Every line below that carries the word "each" needs to be copied.

[Collected data entries]

»»

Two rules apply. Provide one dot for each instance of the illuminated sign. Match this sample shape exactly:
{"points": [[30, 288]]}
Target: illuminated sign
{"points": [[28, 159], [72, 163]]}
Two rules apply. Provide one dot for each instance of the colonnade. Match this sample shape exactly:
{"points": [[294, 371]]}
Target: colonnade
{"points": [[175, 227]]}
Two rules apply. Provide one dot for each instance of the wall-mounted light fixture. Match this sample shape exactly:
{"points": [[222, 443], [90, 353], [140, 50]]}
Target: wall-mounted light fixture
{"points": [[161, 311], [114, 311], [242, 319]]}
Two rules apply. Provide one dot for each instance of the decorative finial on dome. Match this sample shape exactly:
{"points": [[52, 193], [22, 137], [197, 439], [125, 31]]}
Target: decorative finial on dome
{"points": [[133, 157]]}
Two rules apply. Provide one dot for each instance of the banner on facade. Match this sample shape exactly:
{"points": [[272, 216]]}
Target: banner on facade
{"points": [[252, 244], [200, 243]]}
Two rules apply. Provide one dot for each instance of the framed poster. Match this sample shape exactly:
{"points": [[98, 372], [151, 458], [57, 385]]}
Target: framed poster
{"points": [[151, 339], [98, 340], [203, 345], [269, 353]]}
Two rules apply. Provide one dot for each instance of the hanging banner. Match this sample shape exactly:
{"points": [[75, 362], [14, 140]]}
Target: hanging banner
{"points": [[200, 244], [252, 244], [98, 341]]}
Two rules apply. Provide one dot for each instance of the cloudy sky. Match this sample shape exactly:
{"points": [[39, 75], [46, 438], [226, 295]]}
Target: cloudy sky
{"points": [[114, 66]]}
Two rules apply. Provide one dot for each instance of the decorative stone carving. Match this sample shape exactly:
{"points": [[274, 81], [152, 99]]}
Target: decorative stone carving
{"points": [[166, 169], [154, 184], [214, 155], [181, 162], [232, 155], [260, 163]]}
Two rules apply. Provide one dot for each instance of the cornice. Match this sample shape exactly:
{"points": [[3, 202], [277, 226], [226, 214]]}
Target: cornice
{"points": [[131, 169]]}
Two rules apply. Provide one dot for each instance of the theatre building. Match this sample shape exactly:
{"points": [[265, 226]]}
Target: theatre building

««

[Answer to this task]
Two rules apply. Provide one dot for each instance of the illuminated sign. Match this sample shape exactly:
Two rules apply. Provide one dot for each instance of the colonnade. Match this sample shape exactly:
Two rules apply. Provide one dot for each instance of the wall-mounted light fixture. Match this sample shape exactly:
Two rules apply. Provide one dot for each instance of the decorative finial on dome. Match this sample shape exactly:
Two rules apply. Provide one dot for each instance of the banner on facade. Match this sample shape exactly:
Two rules apply. Provide one dot for each instance of the framed poster. Match this sample shape exactly:
Two rules apply. Provide one dot for each instance of the hanging banner. Match this sample shape exactly:
Two rules apply. Provide one dot for each instance of the cloudy sky. Match this sample shape exactly:
Two rules apply. Provide one dot for each instance of the decorative stone carving. Match this sample shape exactly:
Two rules apply. Provide one dot for each instance of the cornice. Match this sample shape exactly:
Two rules apply. Provide one dot for each instance of the theatre building. Match this sample shape exactly:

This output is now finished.